[Records excerpted from a collection]
[START]
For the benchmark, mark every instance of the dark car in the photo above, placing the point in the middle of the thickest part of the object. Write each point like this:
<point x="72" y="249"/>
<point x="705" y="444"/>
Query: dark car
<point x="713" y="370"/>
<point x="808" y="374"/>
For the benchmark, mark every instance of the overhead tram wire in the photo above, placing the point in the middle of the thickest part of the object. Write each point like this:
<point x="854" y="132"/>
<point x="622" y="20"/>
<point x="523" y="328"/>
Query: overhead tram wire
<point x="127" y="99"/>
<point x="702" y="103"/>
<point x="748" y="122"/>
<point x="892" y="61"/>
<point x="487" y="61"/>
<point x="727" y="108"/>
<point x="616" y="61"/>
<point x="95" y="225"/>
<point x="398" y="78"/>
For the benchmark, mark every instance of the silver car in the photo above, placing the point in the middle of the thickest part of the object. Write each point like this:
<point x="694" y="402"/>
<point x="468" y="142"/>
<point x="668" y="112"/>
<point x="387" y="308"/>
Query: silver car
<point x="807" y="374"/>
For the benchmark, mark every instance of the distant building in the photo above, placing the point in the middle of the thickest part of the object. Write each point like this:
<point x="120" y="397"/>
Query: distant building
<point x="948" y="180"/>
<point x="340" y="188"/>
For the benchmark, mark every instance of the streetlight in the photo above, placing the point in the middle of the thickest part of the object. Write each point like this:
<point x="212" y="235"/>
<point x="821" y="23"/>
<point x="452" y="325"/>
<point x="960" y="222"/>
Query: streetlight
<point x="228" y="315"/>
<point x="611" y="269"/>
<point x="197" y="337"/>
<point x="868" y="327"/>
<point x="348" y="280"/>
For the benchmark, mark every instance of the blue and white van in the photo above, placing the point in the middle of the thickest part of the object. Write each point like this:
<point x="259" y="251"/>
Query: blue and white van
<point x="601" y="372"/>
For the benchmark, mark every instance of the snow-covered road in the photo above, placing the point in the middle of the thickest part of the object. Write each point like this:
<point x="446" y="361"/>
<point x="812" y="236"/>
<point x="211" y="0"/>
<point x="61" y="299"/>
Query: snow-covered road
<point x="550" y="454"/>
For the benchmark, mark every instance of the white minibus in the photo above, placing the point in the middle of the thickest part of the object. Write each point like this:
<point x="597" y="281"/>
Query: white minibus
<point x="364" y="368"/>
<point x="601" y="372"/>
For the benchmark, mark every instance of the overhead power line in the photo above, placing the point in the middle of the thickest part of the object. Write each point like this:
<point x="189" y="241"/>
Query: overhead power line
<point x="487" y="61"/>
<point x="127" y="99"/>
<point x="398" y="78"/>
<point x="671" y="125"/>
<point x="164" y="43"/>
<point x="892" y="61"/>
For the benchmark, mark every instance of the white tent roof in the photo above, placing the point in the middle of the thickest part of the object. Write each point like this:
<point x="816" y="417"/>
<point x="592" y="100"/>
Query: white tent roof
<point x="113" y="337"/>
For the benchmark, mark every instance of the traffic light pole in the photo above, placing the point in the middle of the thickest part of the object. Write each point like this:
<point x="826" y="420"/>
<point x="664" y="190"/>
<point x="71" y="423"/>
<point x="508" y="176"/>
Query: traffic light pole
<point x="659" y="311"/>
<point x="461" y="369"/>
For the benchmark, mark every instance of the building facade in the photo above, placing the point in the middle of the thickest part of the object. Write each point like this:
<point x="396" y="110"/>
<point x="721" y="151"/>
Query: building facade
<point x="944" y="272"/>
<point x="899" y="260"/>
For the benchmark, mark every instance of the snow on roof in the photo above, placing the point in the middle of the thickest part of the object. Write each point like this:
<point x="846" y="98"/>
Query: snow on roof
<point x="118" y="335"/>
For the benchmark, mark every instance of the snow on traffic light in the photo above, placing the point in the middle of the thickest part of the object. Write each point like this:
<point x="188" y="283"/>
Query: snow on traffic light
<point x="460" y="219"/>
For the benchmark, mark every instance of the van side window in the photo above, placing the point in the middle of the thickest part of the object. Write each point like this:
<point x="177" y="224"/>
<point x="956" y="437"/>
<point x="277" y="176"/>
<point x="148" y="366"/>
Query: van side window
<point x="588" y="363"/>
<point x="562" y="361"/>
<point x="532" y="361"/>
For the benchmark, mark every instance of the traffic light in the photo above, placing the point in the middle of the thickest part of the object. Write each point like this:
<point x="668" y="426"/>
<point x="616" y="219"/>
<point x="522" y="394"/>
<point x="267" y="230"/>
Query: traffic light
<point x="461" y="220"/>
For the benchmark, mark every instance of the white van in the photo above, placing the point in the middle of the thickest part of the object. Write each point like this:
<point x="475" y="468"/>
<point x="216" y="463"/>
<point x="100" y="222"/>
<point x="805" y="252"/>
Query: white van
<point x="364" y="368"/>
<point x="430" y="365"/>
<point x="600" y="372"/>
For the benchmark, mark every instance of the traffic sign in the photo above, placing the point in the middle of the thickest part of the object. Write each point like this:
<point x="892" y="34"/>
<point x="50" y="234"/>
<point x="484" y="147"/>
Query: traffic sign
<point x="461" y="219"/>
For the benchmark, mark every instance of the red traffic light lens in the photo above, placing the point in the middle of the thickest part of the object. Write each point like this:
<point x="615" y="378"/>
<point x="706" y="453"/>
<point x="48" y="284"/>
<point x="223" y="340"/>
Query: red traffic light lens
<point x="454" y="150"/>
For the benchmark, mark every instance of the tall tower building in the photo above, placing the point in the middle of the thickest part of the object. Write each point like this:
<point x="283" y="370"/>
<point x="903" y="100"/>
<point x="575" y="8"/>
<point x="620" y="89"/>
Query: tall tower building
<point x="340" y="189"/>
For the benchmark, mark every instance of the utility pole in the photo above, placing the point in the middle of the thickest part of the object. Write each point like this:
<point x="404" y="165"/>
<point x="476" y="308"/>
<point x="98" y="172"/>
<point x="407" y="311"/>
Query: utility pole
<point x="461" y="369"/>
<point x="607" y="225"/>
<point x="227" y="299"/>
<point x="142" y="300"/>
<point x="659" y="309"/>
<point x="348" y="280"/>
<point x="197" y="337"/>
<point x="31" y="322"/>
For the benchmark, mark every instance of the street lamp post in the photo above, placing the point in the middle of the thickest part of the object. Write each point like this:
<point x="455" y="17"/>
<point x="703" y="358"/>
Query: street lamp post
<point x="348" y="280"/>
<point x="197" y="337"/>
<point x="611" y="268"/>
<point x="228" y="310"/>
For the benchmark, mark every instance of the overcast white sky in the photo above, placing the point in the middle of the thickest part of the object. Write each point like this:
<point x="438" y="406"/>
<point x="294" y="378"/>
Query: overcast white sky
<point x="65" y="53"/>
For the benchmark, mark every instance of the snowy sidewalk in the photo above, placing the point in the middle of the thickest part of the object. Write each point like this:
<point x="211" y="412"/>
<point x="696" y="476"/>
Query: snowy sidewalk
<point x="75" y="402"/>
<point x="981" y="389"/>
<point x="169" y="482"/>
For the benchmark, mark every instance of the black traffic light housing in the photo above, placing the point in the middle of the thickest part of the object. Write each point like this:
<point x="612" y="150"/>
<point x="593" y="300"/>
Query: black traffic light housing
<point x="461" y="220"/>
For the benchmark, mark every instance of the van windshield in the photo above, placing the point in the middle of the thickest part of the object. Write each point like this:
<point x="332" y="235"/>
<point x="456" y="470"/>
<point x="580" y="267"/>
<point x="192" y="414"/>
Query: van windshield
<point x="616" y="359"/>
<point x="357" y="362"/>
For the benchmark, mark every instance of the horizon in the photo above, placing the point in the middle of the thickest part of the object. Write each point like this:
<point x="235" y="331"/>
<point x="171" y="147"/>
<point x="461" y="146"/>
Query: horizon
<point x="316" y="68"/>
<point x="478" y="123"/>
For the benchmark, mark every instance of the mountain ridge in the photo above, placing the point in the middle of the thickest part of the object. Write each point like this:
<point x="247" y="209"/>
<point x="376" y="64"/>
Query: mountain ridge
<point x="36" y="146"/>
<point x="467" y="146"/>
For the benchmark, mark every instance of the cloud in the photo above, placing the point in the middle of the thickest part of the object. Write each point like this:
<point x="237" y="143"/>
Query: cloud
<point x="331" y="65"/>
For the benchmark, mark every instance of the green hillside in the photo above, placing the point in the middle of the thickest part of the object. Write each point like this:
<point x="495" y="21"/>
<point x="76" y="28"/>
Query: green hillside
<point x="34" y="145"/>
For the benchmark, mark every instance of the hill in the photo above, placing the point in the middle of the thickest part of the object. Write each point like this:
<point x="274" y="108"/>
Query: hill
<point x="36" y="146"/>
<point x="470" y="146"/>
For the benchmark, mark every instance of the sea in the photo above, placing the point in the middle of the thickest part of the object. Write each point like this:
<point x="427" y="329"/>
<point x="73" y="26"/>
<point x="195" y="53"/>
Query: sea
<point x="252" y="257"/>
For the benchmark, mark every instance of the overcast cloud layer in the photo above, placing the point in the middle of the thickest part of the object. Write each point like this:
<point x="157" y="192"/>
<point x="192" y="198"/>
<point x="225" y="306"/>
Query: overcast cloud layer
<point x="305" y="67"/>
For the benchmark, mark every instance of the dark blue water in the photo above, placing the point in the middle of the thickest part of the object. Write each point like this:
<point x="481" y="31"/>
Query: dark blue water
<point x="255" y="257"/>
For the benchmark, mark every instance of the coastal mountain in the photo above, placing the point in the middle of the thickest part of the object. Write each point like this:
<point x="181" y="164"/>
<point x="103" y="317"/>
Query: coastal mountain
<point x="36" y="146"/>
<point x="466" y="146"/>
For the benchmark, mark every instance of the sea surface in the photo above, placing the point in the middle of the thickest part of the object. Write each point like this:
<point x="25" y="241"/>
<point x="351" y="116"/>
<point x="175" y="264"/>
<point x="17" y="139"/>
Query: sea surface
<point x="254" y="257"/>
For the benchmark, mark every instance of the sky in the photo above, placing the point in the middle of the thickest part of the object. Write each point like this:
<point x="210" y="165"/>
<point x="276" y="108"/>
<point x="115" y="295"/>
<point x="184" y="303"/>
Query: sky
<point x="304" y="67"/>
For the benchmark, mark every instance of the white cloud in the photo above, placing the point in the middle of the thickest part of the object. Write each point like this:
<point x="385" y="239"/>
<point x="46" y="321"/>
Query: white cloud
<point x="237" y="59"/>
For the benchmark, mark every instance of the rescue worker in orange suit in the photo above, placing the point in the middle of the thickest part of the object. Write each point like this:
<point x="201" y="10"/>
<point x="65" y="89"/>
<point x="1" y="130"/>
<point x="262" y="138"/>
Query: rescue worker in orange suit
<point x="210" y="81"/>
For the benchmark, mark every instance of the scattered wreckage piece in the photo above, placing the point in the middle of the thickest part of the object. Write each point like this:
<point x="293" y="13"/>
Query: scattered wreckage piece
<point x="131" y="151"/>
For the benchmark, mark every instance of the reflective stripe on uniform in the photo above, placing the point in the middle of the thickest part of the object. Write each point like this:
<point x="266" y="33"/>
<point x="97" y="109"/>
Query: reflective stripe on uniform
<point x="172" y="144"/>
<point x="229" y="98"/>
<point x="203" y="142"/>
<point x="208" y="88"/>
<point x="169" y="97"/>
[END]
TASK:
Give the lines from the one containing "For the benchmark, mark every instance of the rescue" through the end of the entries again, exactly as written and with no other lines.

REPLY TO THE TASK:
For the benchmark, mark every instance of the rescue worker in orange suit in the photo above, placing the point in the middle of the thickest part of the object. Write each point like this:
<point x="201" y="10"/>
<point x="65" y="89"/>
<point x="1" y="130"/>
<point x="262" y="138"/>
Query: rescue worker in orange suit
<point x="210" y="81"/>
For the benchmark, mark every instance of the scattered wreckage piece in the photo above, placing the point in the middle of the thickest part of the object. Write each point like this:
<point x="293" y="13"/>
Query: scattered wreckage piece
<point x="131" y="151"/>
For the benchmark, mark every instance of the reflective stripe on uniform in the photo above, placing the point in the middle of the thickest part of the object. Write each point like this:
<point x="266" y="33"/>
<point x="97" y="109"/>
Query: reflective stripe on uniform
<point x="172" y="144"/>
<point x="229" y="98"/>
<point x="203" y="142"/>
<point x="208" y="88"/>
<point x="169" y="97"/>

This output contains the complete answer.